READING TEXT –
Goal: To investigate whether CFM can replace diffusion models in this setting, achieving or exceeding predictive accuracy while drastically reducing the number of sampling steps.

Key Insight: The straight-line ODE trajectories of CFM are better suited for spatiotemporal prediction than the curved probability-flow paths of diffusion models. Although radar reflectivity distributions are multimodal, their strong temporal consistency makes linear interpolation a more stable prior.

Core Idea: The straight transport paths learned by CFM in latent space naturally align with the continuity of spatiotemporal data, enabling high-quality probabilistic forecasts with fewer steps.

Method¶

Overall Architecture¶

The framework follows a two-stage pipeline: (1) training a VAE to compress radar frames into a low-dimensional latent space; and (2) training a CFM model conditioned on past observations, built upon a Cuboid Attention U-Net, within that latent space. The model takes 13 historical radar frames (65 minutes) as input and outputs 12 future forecast frames (60 minutes), with \(N\) ensemble members sampled to form a probabilistic forecast.

Key Designs¶

Frame-wise VAE:
- Function: Compresses individual radar frames from high-dimensional pixel space into compact latent representations.
- Mechanism: A hierarchical encoder–decoder with residual blocks and self-attention, trained with a combination of L1 reconstruction loss, KL divergence, and PatchGAN adversarial loss.

GIVEN TASK 1 –
Retype the portion of the radar forecasting passage between "Core Idea: The" and "compact latent representations.", inclusive, with no changes.

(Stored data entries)

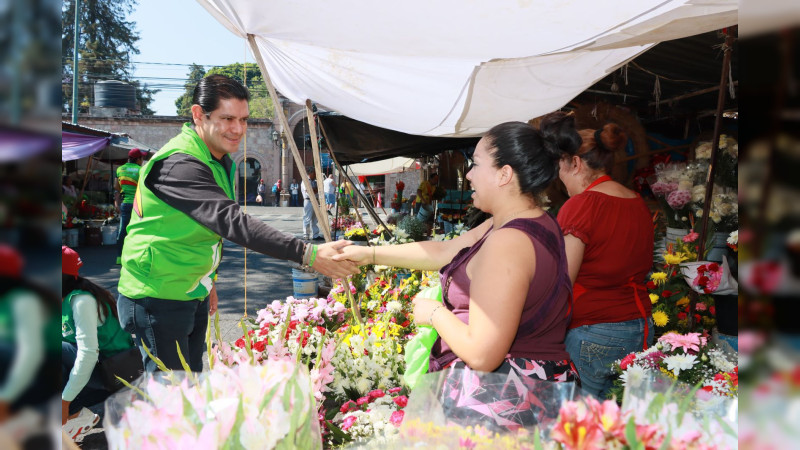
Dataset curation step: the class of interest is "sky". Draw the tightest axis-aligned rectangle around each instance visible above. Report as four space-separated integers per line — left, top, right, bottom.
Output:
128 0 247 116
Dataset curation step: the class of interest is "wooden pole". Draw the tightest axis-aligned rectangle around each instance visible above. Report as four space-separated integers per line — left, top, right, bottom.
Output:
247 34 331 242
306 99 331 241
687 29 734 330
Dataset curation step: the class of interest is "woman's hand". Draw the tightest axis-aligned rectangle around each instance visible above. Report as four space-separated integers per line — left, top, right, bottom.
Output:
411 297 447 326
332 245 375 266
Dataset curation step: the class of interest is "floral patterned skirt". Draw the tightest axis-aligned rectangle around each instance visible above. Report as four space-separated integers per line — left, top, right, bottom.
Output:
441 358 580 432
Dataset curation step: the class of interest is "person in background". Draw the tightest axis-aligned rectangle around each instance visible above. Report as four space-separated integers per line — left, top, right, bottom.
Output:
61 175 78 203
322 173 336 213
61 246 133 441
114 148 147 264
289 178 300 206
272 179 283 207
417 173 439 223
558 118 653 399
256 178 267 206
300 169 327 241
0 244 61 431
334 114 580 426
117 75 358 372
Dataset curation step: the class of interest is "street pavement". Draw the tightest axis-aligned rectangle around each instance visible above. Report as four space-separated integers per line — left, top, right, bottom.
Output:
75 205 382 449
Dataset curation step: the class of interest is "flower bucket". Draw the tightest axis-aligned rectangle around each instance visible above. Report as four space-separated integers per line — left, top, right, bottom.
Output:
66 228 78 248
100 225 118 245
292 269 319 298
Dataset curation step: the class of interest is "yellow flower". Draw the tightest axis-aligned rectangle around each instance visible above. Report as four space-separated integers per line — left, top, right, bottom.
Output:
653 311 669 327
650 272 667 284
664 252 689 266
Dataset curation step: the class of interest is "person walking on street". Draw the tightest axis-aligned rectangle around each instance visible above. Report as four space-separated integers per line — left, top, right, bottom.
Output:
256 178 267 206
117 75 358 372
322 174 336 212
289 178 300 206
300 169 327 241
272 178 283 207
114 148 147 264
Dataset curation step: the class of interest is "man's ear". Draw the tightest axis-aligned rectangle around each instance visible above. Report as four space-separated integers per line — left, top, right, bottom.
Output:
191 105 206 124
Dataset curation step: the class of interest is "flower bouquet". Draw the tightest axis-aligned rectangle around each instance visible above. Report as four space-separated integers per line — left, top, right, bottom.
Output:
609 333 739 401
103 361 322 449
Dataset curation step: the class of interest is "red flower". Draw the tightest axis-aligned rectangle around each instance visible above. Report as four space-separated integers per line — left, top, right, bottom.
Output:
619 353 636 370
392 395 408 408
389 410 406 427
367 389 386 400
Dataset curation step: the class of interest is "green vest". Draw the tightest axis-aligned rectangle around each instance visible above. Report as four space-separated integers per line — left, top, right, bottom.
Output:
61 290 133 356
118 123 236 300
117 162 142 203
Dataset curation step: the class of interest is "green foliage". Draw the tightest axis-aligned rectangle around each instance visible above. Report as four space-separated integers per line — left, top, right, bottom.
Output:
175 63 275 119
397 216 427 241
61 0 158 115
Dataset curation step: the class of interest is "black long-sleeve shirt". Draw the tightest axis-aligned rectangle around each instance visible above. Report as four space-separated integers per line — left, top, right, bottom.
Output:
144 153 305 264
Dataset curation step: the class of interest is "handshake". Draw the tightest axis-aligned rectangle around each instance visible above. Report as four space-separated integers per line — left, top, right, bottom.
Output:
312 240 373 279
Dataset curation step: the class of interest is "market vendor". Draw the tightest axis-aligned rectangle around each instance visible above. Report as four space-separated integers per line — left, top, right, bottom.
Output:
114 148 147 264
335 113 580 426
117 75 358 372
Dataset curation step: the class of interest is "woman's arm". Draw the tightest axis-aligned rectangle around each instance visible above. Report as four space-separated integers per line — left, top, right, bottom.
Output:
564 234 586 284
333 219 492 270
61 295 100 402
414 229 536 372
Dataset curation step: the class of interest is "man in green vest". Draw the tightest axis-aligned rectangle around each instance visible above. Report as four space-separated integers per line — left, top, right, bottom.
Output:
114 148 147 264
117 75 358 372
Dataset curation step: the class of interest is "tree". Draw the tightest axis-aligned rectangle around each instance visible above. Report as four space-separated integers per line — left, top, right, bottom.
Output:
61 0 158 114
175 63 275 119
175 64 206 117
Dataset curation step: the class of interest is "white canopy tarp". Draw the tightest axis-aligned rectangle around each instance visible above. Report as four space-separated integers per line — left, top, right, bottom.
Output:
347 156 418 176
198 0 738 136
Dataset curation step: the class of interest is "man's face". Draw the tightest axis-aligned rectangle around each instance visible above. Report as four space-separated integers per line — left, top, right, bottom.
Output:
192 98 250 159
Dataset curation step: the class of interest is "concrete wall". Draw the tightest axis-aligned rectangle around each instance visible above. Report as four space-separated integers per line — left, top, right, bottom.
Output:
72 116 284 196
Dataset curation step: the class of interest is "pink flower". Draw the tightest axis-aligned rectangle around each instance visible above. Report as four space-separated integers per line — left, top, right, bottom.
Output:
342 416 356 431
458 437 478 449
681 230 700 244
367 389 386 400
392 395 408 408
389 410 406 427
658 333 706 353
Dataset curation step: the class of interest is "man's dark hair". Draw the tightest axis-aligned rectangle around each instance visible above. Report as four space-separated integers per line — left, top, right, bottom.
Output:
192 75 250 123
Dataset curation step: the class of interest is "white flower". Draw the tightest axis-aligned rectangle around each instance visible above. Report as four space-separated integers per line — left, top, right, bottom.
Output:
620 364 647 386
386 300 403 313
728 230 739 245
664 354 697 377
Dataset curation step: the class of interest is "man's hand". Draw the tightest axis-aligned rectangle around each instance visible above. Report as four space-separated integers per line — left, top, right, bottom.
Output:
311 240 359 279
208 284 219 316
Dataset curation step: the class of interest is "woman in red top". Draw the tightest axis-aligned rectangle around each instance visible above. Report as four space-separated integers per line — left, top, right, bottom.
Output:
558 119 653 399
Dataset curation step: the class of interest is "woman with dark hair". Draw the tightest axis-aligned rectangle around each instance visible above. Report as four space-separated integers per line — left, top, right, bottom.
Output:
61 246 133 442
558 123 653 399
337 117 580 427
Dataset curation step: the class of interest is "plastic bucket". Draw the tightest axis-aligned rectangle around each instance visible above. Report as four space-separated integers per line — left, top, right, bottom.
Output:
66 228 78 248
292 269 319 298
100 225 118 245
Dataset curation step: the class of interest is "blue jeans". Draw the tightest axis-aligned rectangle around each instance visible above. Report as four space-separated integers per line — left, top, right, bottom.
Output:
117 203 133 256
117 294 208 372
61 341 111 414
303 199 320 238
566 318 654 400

* * *

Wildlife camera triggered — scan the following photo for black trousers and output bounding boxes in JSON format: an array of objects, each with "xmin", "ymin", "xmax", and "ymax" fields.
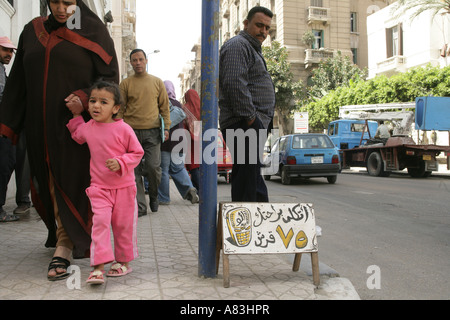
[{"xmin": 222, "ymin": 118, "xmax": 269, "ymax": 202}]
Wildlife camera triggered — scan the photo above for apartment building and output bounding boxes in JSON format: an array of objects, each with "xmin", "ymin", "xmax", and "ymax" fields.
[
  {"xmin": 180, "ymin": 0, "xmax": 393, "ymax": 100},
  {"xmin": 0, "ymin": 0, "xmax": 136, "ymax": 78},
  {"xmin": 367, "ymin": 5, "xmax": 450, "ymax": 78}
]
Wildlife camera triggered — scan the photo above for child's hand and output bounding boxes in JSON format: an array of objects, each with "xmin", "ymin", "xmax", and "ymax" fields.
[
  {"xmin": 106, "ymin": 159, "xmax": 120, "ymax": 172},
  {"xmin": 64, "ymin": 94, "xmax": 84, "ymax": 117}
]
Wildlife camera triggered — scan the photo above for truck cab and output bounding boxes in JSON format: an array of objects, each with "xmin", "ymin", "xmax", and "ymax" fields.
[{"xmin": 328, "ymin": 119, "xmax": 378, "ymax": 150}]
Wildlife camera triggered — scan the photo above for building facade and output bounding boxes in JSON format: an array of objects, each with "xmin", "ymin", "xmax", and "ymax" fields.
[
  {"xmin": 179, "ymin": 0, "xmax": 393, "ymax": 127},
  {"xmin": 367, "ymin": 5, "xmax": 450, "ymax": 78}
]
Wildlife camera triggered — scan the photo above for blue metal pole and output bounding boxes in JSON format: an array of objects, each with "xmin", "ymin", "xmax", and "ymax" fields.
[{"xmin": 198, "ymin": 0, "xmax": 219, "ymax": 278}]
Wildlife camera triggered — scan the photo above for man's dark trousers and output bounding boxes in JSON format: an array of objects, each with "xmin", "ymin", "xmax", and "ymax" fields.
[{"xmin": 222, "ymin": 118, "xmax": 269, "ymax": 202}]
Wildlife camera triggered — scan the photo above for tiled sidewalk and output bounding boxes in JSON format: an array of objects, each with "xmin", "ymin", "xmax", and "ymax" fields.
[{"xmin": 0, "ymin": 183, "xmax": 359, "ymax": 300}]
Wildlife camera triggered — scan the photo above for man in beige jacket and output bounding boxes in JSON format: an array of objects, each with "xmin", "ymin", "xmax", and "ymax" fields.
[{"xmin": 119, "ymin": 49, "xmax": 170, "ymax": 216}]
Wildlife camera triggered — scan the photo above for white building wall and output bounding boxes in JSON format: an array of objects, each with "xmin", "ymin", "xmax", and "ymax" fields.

GIVEN TASK 2 –
Pull out each line of the records that contains the string "white", copying every such line in full.

EXERCISE RESULT 1 –
Core Idea: The straight transport paths learned by CFM in latent space naturally align with the continuity of spatiotemporal data, enabling high-quality probabilistic forecasts with fewer steps.

Method¶

Overall Architecture¶

The framework follows a two-stage pipeline: (1) training a VAE to compress radar frames into a low-dimensional latent space; and (2) training a CFM model conditioned on past observations, built upon a Cuboid Attention U-Net, within that latent space. The model takes 13 historical radar frames (65 minutes) as input and outputs 12 future forecast frames (60 minutes), with \(N\) ensemble members sampled to form a probabilistic forecast.

Key Designs¶

Frame-wise VAE:
- Function: Compresses individual radar frames from high-dimensional pixel space into compact latent representations.

EXERCISE RESULT 2 –
Dataset curation step: the class of interest is "white canopy tarp". Draw the tightest axis-aligned rectangle around each instance visible above. Report as four space-separated integers per line — left, top, right, bottom.
Dataset curation step: the class of interest is "white flower". Draw the tightest axis-aligned rectangle around each instance visible above. Report as four space-separated integers per line — left, top, right, bottom.
Wildlife camera triggered — scan the photo above for white building wall and output bounding boxes in JSON format: an array of objects, each with "xmin", "ymin", "xmax", and "ymax" fields.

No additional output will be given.